Stated task |
Gather every line of the listing below that contains the string "kindly", treating uppercase and lowercase as different.

[Part of a data file]
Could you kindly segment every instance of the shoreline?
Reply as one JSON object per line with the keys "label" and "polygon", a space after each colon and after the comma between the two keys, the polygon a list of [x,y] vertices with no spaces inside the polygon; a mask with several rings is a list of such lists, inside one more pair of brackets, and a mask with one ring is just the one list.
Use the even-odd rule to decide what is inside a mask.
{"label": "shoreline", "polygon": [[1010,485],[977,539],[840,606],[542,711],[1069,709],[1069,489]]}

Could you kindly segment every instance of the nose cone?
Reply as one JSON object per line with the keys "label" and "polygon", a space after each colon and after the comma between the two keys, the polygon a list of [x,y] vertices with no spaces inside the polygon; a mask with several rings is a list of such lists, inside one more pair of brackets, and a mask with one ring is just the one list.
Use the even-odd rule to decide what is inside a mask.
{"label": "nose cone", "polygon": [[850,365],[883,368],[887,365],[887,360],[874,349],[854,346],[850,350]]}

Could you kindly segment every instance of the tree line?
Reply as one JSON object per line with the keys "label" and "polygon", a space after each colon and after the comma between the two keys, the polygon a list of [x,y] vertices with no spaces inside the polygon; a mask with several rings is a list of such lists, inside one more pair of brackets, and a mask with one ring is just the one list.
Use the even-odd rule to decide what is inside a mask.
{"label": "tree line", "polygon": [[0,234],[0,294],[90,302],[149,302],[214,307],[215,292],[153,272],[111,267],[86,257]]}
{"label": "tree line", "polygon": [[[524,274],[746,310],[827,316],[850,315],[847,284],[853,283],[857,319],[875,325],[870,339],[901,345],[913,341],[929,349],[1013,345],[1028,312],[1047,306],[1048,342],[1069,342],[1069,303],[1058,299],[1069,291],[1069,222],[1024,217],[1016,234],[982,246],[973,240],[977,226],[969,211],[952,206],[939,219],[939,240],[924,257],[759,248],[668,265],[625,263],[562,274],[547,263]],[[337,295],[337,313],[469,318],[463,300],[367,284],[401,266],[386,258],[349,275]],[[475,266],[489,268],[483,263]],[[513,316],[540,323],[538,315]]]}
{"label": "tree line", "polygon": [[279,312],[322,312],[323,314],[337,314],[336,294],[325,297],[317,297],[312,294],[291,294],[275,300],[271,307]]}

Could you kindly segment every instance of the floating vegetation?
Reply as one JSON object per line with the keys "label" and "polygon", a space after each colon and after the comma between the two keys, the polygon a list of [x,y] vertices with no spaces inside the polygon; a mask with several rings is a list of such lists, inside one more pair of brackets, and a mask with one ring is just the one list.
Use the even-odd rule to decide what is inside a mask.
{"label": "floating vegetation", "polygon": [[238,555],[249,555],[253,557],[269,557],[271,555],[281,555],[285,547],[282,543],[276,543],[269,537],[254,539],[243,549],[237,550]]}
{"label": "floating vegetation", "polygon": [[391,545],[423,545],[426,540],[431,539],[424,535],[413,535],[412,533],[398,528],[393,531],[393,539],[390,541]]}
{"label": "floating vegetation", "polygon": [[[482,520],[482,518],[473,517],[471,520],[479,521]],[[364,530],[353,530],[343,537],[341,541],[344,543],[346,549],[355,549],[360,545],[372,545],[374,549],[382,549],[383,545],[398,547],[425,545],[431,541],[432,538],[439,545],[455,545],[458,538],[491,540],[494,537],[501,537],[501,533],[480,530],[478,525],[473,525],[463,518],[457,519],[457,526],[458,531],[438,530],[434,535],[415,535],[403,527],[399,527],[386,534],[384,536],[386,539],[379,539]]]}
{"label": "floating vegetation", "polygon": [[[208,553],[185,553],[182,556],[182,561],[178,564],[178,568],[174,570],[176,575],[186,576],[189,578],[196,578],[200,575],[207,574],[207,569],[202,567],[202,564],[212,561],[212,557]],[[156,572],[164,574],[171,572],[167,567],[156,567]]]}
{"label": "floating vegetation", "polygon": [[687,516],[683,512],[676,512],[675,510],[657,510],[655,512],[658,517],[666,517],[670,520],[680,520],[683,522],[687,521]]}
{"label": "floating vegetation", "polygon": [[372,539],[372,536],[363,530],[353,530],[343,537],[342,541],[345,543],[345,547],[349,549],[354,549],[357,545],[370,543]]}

Problem solution |
Could you kindly segment every instance of the shoreline?
Could you kindly segment every instance of the nose cone?
Could you kindly segment every instance of the tree line?
Could you kindly segment every instance of the floating vegetation?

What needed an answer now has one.